* PROBLEM 1
Answer these from the nursing workforce article:
(a) According to McKinsey, what nurse shortage could the US face by 2025?
(b) Which organization founded Futuro Health?
(c) Who is the CEO of Futuro Health?
* PROBLEM 2
Using the nursing workforce article, explain what caused California's 2021 gap in registered nurses.
* PROBLEM 3
Reproduce the nursing workforce article word for word, from "The organizations aim" up to and including "CEO Van Ton-Quinlivan.".
[EXCERPTED TEXT Boundary: Start]
TD Magazine Article
Futuro Health and Dignity Health Global Education have partnered to develop paths in California that help individuals transition from education to employment to advanced positions in healthcare.
Tue Nov 01 2022
By 2025, the US is expected to have a shortage of up to 450,000 nurses available for direct patient care, according to McKinsey. Some states are taking legislative action to boost funding and incentives to expand the nursing workforce. Also doing their part are Futuro Health, a Kaiser Permanente-founded organization working to address shortages in healthcare, and workforce development company Dignity Health Global Education. They have partnered to develop paths in California that help individuals transition from education to employment to advanced positions in healthcare.
"In California, we're seeing higher-than-usual exits of seasoned registered nurses and slow absorption of new graduates, creating a 2021 gap in California of 40,567 RNs. We need to groom the nursing pipeline and, until new RNs are grown, other allied health occupations shall be needed to augment the care team," says Joanne Spetz, director of the Institute for Health Policy Studies at the University of California San Francisco HealthForce Center and board member with Futuro Health.
The organizations aim to work with California healthcare employers to develop customized training for students as well as expand tuition-free nursing education that equips individuals with the skills to meet future job needs.
"Our collaboration will focus on the breakdowns in the workforce pipeline. Our best practices can combine in novel ways and surface scalable solutions that pay attention to diversity and the skills needed for workers to be relevant," says Futuro Health CEO Van Ton-Quinlivan.
[EXCERPTED TEXT Boundary: End]
[DATA EXTRACT Boundary: Start]
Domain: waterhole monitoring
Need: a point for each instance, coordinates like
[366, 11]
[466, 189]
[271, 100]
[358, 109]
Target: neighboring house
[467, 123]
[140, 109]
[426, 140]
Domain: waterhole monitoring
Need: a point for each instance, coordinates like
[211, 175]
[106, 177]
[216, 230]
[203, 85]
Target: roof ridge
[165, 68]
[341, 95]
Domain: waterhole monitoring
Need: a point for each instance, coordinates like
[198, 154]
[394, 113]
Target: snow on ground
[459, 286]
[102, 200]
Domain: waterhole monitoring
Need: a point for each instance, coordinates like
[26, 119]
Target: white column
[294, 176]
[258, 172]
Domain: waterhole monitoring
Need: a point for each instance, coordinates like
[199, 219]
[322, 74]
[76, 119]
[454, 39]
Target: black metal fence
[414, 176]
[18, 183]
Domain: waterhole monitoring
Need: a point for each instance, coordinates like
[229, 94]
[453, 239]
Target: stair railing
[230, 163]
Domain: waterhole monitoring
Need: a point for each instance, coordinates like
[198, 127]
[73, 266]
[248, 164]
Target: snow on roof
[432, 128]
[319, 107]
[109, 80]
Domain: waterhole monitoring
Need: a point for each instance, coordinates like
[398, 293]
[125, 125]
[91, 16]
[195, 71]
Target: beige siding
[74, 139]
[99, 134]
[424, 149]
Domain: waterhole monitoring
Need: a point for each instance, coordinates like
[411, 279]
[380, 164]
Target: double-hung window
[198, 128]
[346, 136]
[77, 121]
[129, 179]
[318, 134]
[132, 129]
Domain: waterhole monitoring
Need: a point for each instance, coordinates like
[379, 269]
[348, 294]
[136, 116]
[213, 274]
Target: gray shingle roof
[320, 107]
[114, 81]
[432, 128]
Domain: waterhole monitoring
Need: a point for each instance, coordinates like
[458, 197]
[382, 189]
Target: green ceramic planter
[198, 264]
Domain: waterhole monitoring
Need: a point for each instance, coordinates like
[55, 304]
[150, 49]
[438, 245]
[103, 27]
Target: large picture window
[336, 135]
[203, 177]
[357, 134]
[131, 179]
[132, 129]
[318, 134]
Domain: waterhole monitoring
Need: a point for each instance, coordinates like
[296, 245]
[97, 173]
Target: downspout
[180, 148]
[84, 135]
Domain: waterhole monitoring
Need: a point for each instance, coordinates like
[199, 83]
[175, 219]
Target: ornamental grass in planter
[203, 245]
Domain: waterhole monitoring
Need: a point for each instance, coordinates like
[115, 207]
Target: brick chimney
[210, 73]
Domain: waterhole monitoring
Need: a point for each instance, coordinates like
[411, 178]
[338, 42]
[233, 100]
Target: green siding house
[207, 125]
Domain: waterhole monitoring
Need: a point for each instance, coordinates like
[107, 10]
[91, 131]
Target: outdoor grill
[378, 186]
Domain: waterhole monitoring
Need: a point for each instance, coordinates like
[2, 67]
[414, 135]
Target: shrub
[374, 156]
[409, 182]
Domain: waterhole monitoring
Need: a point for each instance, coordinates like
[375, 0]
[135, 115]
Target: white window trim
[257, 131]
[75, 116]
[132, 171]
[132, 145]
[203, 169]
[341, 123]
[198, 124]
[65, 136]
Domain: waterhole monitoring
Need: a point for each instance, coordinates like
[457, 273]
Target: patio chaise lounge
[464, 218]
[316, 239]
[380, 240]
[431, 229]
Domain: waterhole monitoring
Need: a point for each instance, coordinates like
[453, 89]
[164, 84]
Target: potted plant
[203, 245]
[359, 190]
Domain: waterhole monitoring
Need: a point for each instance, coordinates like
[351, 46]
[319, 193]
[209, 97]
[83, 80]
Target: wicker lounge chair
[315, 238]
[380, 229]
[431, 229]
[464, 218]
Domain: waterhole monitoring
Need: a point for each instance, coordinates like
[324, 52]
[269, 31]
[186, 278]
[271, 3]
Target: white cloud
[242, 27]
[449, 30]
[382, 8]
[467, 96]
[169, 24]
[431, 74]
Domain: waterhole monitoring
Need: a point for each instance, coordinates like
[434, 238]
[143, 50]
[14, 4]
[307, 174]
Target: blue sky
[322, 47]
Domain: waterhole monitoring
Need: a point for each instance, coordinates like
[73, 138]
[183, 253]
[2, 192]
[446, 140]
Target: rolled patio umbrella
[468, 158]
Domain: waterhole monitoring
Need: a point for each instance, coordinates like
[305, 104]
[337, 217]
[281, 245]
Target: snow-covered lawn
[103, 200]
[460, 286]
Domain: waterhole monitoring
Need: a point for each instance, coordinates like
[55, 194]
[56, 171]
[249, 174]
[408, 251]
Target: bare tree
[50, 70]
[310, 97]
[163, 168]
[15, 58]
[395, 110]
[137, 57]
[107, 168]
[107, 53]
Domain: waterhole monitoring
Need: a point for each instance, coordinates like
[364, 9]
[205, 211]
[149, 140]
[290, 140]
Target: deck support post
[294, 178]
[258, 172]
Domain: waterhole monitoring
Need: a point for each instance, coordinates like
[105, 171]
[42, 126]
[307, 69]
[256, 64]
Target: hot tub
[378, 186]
[DATA EXTRACT Boundary: End]
* ANSWER SPACE 1
(a) A shortage of up to 450,000 nurses available for direct patient care.
(b) Kaiser Permanente.
(c) Van Ton-Quinlivan.

* ANSWER SPACE 2
The gap came from higher-than-usual exits of seasoned registered nurses combined with slow absorption of new graduates. Together these left California 40,567 RNs short in 2021.

* ANSWER SPACE 3
The organizations aim to work with California healthcare employers to develop customized training for students as well as expand tuition-free nursing education that equips individuals with the skills to meet future job needs.
"Our collaboration will focus on the breakdowns in the workforce pipeline. Our best practices can combine in novel ways and surface scalable solutions that pay attention to diversity and the skills needed for workers to be relevant," says Futuro Health CEO Van Ton-Quinlivan.